╭─ Extrait
14 novembre 2012

Leçon de choses : le blé, la farine, le pain (Marie-Pape Carpantier)


DEUXIÈME CONFÉRENCE
Séance du mercredi 28 août.

Première partie : leçon de choses sur le blé


               MESSIEURS,

Son Exc. M. le Ministre de l’Instruction publique, qui nous a fait l’honneur d’assister à ma première conférence, m’a adressé un reproche très-agréable à recevoir, peut-être même le plus agréable que puisse entendre une personne qui a parlé : il a trouvé que je n’en avais pas assez dit.
« Pour être conséquente avec vous-même, m’a dit M. le Ministre, et puisque vous voulez que l’enseignement soit concret, vous devez donner l’exemple. Vous avez expliqué les leçons de choses, il faut maintenant que vous alliez en faire. »
C’est pourquoi je reviens vers vous, apportant ce petit matériel,...
Mme Pape désigne une caisse posée sur une chaise auprès d’elle.
Cette boîte bien close ne récèle aucune sorcellerie, quoique, pour la petite population enfantine, elle renferme de véritables enchantements.
╰─
╭─ Données fournies
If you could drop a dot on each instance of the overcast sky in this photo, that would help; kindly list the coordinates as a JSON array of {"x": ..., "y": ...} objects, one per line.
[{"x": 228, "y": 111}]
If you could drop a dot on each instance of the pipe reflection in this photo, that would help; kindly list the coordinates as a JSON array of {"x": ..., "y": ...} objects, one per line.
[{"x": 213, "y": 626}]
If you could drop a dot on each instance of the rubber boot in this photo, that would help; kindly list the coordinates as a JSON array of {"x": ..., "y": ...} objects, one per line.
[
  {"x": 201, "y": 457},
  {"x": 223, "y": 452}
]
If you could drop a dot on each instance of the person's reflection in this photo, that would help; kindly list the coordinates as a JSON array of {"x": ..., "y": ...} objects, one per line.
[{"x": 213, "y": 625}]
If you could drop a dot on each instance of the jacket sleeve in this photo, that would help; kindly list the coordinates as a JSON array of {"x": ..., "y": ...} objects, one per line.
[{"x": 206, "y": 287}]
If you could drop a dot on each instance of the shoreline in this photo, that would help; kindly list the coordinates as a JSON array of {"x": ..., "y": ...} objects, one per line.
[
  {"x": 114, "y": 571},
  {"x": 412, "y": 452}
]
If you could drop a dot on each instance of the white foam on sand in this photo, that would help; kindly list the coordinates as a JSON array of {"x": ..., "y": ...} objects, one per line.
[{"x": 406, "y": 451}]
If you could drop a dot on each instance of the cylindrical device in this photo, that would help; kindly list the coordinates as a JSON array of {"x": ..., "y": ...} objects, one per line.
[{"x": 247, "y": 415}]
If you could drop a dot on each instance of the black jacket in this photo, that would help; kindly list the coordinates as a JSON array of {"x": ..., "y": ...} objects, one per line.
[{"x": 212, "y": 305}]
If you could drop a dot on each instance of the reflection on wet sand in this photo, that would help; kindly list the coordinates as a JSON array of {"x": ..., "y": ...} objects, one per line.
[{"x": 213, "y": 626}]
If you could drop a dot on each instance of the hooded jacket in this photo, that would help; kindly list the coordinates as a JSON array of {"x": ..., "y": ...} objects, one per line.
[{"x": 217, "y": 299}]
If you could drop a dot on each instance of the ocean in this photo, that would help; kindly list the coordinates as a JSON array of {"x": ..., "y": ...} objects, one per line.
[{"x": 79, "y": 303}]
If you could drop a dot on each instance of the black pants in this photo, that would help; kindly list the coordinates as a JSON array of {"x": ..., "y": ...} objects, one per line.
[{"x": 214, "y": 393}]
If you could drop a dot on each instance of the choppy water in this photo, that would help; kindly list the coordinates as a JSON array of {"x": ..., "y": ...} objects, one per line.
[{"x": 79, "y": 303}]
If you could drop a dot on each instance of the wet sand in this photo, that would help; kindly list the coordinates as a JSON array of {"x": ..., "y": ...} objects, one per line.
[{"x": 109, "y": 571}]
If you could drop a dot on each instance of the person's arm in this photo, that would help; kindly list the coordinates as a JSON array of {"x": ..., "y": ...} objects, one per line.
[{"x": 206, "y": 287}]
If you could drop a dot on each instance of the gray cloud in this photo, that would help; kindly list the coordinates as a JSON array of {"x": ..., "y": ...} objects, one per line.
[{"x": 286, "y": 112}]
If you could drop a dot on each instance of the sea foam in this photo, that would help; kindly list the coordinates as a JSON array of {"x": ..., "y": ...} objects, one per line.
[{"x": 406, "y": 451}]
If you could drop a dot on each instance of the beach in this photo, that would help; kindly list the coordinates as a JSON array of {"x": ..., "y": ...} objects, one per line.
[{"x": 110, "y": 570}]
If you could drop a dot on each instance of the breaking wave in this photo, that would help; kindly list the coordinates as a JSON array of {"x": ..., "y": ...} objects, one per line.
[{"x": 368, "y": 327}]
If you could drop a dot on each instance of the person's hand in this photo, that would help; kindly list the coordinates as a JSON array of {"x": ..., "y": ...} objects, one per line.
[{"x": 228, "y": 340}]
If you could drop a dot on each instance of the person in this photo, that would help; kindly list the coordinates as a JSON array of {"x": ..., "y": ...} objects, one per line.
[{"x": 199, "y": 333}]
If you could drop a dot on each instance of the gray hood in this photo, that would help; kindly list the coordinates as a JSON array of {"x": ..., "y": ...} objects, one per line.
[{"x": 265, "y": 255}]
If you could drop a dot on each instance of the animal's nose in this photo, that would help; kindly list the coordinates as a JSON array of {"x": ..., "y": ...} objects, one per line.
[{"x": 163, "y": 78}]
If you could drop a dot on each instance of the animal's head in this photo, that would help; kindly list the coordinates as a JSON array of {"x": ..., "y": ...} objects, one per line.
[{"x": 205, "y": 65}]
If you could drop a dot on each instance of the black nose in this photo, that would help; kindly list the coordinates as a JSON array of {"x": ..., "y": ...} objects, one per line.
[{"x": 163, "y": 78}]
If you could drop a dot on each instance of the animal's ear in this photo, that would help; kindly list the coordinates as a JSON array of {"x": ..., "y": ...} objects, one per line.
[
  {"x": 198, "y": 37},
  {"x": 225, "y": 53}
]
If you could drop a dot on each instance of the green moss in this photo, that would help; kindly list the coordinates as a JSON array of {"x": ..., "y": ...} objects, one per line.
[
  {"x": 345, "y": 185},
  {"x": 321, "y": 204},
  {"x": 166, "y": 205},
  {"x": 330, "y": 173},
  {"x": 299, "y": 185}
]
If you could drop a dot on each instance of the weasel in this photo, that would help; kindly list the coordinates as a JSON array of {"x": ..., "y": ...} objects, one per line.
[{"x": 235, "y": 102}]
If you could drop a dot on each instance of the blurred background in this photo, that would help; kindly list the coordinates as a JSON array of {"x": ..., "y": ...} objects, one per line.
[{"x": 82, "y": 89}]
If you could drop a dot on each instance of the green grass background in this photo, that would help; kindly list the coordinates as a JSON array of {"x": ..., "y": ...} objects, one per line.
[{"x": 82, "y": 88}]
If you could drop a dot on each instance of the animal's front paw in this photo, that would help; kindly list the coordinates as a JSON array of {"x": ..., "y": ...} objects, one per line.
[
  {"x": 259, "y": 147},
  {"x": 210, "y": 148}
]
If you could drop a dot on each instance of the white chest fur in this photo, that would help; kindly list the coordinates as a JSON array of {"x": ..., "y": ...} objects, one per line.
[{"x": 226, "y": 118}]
╰─
Consignes
1. Pouvez-vous citer, dans la conférence sur le blé, tout le passage qui va de « Son Exc. M. » jusqu'à « ce petit matériel,... » ?
2. Pouvez-vous poursuivre la conférence sur le blé à partir de sa dernière phrase ?

Réponses rédigées
1.
Son Exc. M. le Ministre de l’Instruction publique, qui nous a fait l’honneur d’assister à ma première conférence, m’a adressé un reproche très-agréable à recevoir, peut-être même le plus agréable que puisse entendre une personne qui a parlé : il a trouvé que je n’en avais pas assez dit.
« Pour être conséquente avec vous-même, m’a dit M. le Ministre, et puisque vous voulez que l’enseignement soit concret, vous devez donner l’exemple. Vous avez expliqué les leçons de choses, il faut maintenant que vous alliez en faire. »
C’est pourquoi je reviens vers vous, apportant ce petit matériel,...

2.
Il faut d’abord vous rappeler que la leçon de choses n’est point une branche spéciale d’enseignement, mais une forme qui s’adapte à tous les sujets, aux plus élevés et aux plus complexes, comme aux plus simples et aux plus faciles.
Il y a deux ans, un excellent journal, l’Économiste français, publiait quelques articles intitulés : Les Leçons de choses à la Sorbonne. On entendait sous cette désignation les cours scientifiques faits par les plus savants professeurs de Paris, dans cette salle même, pendant les soirées d’hiver, et qui sont, pour leurs auditeurs assidus, de véritables et grandes leçons de choses. Que sont, en effet, ces intéressantes leçons ? Chacun le sait, ce sont des démonstrations expliquées. Voilà leur attrait, leur charme. Il faut qu’il en soit de même pour instruire l’enfance.
N’est-il pas évident qu’ici les extrêmes se touchent? Et puisque la même vérité se retrouve aux deux points opposés, on doit en conclure qu’elle existe sur toute la ligne qui les relie.
Je vous demande la permission de vous transporter en esprit dans une salle d’asile.
Le plaisir de la surprise est très vif chez l’enfance. Il est proportionnel au désir de connaître. Il faut savoir profiter de cette ardeur, et la ménager avec art, de manière â concentrer sur la leçon tout l’intérêt et toute l’attention que la nature de l’enfant comporte.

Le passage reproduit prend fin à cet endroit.